_O QUE PRODUZIR_
Por favor, continue o texto abaixo sobre o jantar em que Proust e Joyce se encontraram, começando logo após a última frase apresentada.

_TRECHO FORNECIDO_
O mundo de Marcel Proust
Deu no Estadão
O jantar em que os gênios não se bicaram
Diferentes no comportamento e tipo de vida, gosto e estilo literário, os dois maiores romancistas do século 20 - o francês Marcel Proust (1871-1922) e o irlandês James Joyce (1882-1941) - eram rivais entre si, não gostavam um do outro e só se cruzaram uma única vez. O encontro aconteceu a 18 de maio de 1922, em torno de elegante jantar promovido por um casal amigo, no restaurante de requintado hotel parisiense. Foi relembrado pelo historiador inglês Richard Davenport-Hines no livro Uma Noite no Majestic (Editora Record, Rio de Janeiro-São Paulo, 2007) e diferentes cronistas. Mas nenhum dos escritores comeu direito, até porque ambos chegaram atrasados e Proust, para completar, habitualmente mal tocava na comida, embora fizesse apetitosas evocações de comida e cheiros em sua obra monumental.
Joyce apareceu na hora do café, maltrapilho, sem o smoking protocolar e muito bêbado, aparentemente para disfarçar o nervosismo. Sentou-se à direita do anfitrião, o milionário, culto e cosmopolita britânico Sydney Schiff (1868-1944), e não muito longe da mulher deste, Violet. Dormiu, roncou e acordou. O casal organizador da festa passara a admirá-lo depois da uma leitura pública de trechos de seu Ulisses, lançado em 1922, o livro que implodiu o romance tradicional. Aceitou uma taça de champanhe e se manteve pensativo, apoiando a cabeça nas mãos. Proust, no auge da fama, porque a obra-prima Em Busca do Tempo Perdido, em sete volumes, publicada entre 1913 e 1927, já fazia merecido sucesso, surgiu às duas e meia da madrugada. Apesar de afetado e psicologicamente atrelado à falecida mãe, que o chamava de mon petit benêt (meu bobinho), de ser asmático e estar debilitado - ele morreria seis meses depois -, sobressaía-se pela elegância do casaco preto de pele e luvas brancas de pelica.

_REGISTROS_
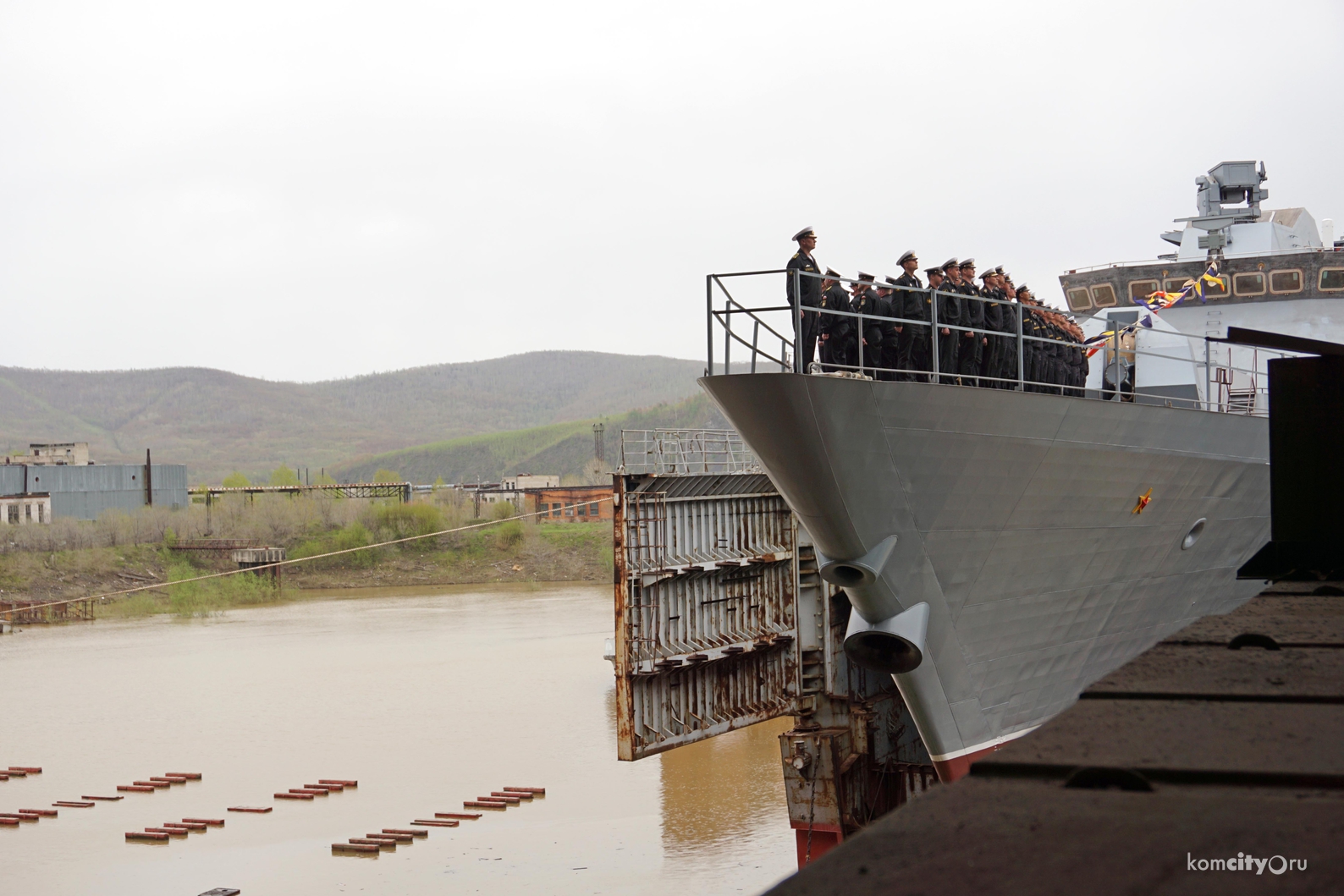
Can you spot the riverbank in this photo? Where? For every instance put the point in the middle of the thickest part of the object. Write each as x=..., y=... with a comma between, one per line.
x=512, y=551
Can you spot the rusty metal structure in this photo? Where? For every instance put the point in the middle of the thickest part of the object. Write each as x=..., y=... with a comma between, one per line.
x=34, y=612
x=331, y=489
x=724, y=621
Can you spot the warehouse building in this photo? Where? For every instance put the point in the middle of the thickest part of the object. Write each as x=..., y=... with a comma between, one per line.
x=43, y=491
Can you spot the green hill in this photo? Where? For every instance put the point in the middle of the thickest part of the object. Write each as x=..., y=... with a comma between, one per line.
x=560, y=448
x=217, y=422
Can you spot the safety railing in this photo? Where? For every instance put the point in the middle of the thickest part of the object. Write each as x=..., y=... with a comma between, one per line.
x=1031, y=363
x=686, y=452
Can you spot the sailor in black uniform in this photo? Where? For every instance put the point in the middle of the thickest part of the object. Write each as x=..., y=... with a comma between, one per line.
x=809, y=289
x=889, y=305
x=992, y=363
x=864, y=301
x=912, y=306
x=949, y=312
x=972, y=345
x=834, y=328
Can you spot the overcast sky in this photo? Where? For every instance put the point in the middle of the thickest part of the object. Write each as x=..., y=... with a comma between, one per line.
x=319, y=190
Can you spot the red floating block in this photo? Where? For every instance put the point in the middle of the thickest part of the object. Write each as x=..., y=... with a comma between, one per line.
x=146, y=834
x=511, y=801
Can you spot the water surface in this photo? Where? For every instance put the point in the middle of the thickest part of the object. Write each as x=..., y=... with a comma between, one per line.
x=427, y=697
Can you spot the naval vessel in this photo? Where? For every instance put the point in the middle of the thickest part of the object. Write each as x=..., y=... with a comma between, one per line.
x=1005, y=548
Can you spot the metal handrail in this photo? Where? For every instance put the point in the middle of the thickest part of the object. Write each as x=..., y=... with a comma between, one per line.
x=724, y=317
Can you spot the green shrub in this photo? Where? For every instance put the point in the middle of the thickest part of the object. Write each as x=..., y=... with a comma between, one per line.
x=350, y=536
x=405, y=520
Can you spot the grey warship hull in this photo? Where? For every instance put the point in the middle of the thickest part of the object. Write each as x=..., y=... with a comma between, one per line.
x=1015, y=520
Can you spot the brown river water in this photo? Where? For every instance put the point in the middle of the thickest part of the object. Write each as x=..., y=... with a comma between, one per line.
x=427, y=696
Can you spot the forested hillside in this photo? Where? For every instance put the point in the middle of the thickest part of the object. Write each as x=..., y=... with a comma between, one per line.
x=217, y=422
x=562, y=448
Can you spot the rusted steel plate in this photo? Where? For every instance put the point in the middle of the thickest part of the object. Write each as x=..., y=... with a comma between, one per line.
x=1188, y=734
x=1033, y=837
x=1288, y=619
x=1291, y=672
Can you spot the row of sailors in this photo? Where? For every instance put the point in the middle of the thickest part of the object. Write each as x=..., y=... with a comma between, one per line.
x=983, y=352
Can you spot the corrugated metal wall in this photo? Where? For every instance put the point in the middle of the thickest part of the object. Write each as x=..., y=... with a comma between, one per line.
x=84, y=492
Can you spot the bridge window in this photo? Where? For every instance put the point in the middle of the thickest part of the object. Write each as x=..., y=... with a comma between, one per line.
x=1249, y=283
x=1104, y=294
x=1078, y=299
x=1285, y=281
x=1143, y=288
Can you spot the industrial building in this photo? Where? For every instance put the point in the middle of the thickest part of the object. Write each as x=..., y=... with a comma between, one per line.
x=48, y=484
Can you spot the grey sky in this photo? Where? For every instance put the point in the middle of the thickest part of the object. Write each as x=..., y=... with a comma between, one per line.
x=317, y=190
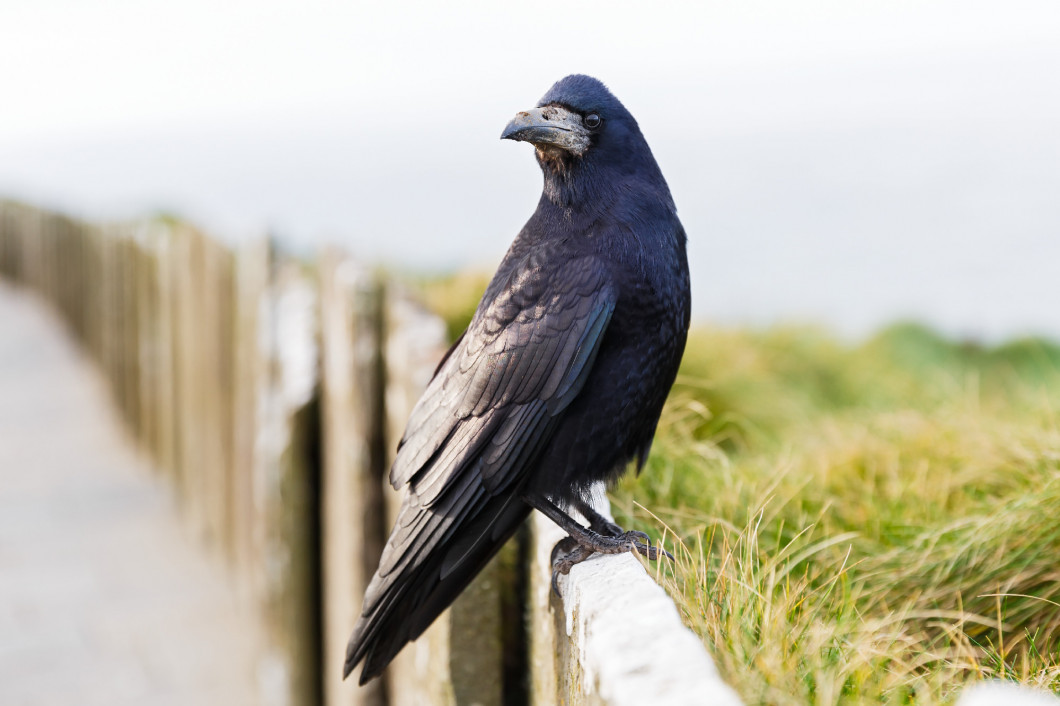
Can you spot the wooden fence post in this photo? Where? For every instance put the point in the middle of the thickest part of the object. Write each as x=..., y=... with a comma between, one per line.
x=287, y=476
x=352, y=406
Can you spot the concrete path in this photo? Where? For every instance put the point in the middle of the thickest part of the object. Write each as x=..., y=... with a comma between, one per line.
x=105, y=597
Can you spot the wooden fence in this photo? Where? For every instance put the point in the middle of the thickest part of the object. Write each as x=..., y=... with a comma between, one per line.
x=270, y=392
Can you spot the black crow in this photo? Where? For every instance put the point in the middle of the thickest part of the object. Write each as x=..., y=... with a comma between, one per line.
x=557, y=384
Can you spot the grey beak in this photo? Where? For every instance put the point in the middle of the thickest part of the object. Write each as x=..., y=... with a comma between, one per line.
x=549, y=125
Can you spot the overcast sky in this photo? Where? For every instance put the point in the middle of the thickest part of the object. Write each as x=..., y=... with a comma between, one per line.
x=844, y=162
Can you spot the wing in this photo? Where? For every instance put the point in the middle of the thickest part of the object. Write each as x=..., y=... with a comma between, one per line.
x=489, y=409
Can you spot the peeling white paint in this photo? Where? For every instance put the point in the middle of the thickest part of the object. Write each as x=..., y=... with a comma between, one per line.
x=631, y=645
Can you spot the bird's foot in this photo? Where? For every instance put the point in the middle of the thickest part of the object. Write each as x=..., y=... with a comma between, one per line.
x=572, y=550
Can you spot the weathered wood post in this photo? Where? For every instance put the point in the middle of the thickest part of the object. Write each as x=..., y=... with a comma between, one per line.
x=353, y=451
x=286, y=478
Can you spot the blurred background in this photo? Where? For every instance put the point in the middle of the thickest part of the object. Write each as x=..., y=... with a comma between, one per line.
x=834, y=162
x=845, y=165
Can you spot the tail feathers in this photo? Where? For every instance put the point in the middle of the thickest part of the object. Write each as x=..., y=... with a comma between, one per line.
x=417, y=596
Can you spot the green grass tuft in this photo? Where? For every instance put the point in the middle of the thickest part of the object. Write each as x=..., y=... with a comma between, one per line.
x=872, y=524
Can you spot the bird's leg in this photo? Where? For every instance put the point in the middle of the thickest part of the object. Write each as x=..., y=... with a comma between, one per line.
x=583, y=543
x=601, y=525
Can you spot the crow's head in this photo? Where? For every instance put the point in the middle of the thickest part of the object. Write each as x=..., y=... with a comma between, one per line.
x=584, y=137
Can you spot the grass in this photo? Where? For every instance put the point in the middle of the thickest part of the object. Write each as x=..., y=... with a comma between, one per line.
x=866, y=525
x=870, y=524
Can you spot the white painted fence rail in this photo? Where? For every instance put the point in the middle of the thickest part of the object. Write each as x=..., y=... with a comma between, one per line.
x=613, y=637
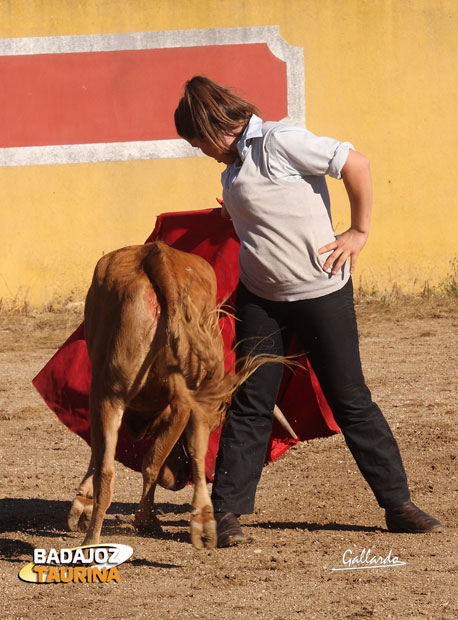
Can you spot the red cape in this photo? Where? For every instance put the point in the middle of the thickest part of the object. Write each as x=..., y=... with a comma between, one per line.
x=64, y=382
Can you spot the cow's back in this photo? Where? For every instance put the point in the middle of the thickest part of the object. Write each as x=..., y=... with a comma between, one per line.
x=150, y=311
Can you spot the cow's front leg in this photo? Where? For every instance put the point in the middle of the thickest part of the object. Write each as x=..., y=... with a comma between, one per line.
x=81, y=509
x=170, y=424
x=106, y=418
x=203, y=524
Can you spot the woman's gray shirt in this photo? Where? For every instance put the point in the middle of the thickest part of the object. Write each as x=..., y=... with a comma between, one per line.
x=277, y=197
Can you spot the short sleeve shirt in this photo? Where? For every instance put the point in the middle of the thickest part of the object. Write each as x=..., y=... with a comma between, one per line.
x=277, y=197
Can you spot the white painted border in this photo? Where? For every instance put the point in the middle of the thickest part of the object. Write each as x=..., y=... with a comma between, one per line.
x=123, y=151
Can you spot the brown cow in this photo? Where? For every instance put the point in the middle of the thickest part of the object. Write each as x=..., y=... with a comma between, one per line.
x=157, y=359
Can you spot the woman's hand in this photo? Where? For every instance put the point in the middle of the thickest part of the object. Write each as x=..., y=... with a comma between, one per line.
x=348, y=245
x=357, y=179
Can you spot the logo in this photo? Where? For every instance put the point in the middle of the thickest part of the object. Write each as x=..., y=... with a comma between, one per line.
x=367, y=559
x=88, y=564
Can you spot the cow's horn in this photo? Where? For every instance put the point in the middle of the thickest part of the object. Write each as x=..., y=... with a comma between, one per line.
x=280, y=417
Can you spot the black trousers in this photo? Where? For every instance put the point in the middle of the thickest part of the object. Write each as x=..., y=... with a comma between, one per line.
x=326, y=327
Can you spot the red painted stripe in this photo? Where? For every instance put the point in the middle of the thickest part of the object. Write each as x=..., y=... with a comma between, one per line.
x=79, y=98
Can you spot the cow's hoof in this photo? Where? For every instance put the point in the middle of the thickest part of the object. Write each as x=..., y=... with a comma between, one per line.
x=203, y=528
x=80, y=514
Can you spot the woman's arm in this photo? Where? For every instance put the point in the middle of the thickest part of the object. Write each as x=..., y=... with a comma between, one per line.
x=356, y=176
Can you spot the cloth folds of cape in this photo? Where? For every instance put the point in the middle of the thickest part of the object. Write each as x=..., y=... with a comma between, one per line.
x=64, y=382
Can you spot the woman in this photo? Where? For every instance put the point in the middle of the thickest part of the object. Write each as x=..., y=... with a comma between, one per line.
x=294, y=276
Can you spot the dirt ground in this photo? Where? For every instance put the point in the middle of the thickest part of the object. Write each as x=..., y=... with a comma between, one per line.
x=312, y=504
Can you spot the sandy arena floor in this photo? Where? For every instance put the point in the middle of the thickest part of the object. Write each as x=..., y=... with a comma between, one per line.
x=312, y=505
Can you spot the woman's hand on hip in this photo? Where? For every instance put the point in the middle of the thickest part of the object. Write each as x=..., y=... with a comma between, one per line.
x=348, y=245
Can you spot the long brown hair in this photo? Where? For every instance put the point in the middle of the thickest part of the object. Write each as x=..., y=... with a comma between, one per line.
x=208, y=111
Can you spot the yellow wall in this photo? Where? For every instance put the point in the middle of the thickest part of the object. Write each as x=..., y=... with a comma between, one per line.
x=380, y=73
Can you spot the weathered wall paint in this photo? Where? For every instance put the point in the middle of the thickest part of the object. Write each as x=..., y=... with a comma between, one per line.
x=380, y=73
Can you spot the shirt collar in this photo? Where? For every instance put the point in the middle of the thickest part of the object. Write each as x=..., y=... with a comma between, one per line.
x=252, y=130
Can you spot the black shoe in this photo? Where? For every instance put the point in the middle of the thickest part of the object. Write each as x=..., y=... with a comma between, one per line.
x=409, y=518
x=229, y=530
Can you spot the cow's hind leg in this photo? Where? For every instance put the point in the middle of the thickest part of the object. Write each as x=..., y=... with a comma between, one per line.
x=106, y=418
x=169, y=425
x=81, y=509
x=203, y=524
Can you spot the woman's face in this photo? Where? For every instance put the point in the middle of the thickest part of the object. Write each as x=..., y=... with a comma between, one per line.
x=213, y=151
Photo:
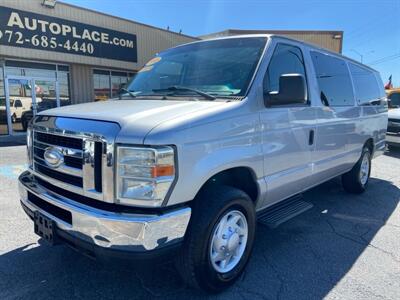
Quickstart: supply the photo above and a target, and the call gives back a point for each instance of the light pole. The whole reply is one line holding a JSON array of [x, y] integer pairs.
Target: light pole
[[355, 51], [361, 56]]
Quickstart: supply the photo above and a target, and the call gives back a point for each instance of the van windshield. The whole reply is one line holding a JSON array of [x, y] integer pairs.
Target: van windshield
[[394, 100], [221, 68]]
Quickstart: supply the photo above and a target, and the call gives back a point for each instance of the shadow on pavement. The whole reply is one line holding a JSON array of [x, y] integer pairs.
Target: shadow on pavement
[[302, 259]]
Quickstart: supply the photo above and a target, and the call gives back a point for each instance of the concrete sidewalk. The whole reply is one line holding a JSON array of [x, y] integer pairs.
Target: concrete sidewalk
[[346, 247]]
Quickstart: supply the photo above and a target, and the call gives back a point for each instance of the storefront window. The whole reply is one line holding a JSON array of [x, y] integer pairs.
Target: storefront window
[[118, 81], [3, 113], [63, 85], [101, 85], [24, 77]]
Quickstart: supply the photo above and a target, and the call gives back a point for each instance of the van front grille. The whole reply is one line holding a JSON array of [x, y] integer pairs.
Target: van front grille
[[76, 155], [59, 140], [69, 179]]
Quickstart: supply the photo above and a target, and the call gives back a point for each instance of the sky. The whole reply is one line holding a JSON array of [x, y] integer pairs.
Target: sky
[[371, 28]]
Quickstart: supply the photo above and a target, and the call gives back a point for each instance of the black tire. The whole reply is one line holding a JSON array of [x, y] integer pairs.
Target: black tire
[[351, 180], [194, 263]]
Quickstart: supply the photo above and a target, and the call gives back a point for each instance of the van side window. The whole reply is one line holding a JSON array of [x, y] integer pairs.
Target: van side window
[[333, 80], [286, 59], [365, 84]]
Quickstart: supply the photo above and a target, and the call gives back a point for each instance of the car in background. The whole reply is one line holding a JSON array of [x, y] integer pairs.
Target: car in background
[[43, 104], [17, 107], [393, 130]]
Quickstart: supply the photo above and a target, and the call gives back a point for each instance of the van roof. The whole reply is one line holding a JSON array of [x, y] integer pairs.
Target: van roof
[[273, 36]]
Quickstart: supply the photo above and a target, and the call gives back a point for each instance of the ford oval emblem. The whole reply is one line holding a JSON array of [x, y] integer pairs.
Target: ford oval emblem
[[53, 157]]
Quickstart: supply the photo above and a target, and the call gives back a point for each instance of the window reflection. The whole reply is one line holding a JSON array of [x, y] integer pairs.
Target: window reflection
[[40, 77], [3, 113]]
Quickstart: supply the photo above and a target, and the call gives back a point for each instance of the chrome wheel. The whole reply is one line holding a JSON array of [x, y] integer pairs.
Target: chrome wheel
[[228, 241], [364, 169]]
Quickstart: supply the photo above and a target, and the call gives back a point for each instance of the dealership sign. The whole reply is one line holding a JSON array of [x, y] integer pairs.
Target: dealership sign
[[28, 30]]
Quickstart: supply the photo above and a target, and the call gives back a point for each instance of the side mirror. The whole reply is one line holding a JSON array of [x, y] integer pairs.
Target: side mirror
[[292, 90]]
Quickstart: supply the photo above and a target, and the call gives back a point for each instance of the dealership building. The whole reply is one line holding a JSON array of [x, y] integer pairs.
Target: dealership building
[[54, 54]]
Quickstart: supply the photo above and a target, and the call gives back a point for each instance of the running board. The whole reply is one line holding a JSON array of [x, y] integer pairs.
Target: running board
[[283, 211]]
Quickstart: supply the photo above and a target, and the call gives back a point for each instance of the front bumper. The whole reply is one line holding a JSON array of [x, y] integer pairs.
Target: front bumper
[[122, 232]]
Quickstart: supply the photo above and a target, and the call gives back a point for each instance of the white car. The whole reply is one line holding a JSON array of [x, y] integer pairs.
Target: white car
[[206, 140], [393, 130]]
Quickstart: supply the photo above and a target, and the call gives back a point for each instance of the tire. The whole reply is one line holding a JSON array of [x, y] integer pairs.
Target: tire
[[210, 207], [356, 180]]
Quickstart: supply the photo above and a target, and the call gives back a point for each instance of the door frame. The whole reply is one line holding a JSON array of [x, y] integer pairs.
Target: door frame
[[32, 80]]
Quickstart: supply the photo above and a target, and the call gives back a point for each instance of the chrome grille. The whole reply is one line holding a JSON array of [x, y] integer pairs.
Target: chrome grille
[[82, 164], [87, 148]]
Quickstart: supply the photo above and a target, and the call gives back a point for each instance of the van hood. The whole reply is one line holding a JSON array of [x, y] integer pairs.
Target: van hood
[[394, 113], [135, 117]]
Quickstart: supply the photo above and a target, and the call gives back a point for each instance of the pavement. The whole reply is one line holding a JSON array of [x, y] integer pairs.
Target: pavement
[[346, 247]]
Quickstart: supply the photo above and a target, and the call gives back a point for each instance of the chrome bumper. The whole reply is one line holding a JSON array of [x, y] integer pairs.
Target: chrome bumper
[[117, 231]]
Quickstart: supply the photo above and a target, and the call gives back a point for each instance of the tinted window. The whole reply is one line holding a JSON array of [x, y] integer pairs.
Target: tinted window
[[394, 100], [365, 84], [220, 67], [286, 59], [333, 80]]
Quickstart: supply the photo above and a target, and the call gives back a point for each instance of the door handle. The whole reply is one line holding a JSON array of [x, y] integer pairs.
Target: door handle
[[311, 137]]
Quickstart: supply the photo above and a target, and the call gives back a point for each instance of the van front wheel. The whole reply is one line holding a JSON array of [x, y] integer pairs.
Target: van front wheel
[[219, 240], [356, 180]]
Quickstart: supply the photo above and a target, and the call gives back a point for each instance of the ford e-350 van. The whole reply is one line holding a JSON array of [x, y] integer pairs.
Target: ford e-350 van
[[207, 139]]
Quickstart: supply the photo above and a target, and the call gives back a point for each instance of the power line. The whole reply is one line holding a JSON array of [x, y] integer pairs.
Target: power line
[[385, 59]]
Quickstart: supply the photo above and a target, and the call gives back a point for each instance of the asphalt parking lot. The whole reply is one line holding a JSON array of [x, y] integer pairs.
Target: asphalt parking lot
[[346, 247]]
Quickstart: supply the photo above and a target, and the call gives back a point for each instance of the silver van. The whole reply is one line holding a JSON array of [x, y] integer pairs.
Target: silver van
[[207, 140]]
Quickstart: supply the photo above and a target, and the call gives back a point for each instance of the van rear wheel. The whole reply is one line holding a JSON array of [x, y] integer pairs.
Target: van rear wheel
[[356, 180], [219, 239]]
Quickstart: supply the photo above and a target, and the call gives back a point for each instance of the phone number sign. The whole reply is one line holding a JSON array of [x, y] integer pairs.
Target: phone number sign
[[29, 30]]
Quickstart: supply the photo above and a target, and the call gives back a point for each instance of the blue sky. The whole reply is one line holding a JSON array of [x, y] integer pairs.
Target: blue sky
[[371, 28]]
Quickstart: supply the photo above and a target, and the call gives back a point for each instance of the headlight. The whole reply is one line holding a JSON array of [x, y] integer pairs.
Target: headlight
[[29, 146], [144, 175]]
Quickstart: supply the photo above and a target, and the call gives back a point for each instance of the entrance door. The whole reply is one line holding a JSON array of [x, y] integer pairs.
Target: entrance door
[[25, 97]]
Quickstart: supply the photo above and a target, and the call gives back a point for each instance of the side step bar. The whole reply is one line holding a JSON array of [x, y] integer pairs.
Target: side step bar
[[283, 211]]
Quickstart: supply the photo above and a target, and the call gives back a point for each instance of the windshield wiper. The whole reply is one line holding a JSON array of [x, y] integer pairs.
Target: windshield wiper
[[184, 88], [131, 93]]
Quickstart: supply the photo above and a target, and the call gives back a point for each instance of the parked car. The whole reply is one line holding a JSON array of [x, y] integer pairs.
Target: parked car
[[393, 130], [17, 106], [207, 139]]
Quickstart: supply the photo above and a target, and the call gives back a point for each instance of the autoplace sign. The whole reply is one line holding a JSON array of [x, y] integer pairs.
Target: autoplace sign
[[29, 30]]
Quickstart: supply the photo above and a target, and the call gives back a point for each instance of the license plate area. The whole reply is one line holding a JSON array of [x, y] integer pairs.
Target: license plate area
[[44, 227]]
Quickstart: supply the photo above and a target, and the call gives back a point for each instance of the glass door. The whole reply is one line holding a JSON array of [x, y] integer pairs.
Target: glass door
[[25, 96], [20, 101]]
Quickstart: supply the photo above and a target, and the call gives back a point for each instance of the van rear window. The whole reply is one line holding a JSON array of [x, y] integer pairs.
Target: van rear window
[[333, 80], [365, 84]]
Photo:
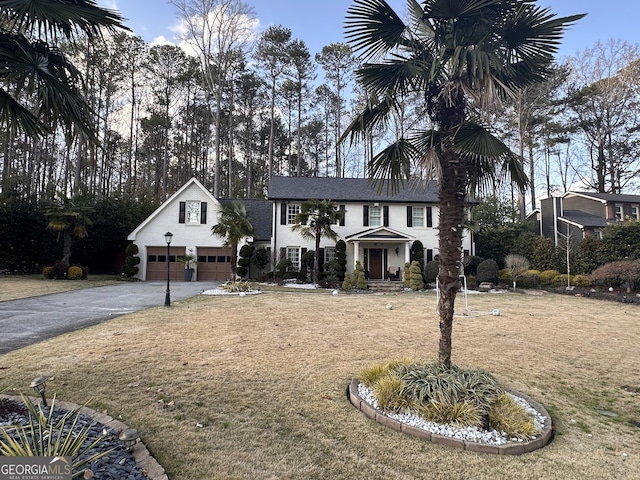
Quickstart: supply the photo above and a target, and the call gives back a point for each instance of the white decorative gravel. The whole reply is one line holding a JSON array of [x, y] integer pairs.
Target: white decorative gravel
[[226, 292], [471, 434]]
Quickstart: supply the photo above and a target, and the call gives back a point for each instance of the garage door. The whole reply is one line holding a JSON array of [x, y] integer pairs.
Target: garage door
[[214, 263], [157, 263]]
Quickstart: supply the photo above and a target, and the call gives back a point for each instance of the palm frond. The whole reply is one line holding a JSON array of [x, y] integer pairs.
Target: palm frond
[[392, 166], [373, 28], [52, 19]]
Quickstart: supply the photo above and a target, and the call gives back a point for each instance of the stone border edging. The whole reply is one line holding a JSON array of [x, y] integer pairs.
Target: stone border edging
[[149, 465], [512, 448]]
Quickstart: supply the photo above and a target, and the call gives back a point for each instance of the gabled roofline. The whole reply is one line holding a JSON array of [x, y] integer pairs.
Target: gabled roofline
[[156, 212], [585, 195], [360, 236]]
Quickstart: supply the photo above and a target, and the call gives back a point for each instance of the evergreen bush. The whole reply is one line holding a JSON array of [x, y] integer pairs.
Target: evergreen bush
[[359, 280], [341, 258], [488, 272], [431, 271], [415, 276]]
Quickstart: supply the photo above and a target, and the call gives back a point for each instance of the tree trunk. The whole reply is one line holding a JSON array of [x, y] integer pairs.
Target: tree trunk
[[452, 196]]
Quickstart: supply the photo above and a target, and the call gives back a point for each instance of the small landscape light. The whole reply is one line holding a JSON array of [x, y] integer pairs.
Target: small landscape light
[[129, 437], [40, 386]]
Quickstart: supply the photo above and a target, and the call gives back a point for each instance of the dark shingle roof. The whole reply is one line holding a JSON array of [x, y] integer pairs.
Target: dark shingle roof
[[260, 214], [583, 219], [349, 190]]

_RESPOSTA DO EXERCÍCIO_
Na verdade, o jantar no Majestic se destinou a reunir Proust e Joyce, mas oficialmente foi promovido para comemorar a estréia do balé burlesco Le Renard, do compositor russo Igor Stravinski (1882-1971), montado pela companhia do empresário e diretor artístico russo Serguei Diaghilev (1872-1929). Tanto que começou depois da meia-noite e a ele compareceram quase 50 pessoas, entre as quais, além de Stravisnky e Diaghilev, homens e mulheres de boa e má reputação, e figuras luzidias da Paris da época: o atarracado, impulsivo e genial pintor espanhol Pablo Picasso (1881-1973); a russa Bronislava Nijinska (1891-1972), intérprete do papel-título de Le Renard, primeira mulher feia a se tornar famosa pela dança clássica; e a princesa Edmond de Polignac, nascida Winetta Singer, filha do inventor da máquina de costura, a quem os conterrâneos descreviam como "fabulosamente rica e discretamente lésbica". Entretanto, o relato mais substancioso do jantar no Majestic, hôtel de luxe da Avenida Kleber, acha-se no livro de Davenport-Hines, apesar de dedicar apenas um capítulo à ceia e não esclarecer completamente o que os convidados conversaram e saborearam.
Combinando-se as diferentes fontes, descobre-se um pouco mais. Joyce falou a um amigo do encontro com Proust: "Nossa conversa se resumiu à palavra ?não?", disse ele. "Proust me perguntou se eu conhecia o duque fulano-de-tal. Eu respondi ?não?. Nossa anfitriã indagou-lhe se ele já havia lido algum trecho de Ulisses. Proust respondeu ?não?. E aí por diante." Quanto à comida, as receitas que iniciaram a ceia seriam da culinária russa, escolhidas para homenagear Stravinski e Diaghilev. Incluíam os obrigatórios canapés de peixe defumado e os requintados blinis com caviar. Davenport-Hines concluiu que, pelo horário tardio da refeição, a cozinha elaborou pratos mais leves: linguado à Waleska (finalizado com molho branco encorpado por creme de leite e queijo) e noisettes de cordeiro (medalhões do lombo de ovino medindo cerca de 4 cm de espessura, passados na manteiga), por exemplo. Entretanto, o forte da ceia, segundo Uma noite do Majestic, eram receitas mencionadas por Proust em sua obra.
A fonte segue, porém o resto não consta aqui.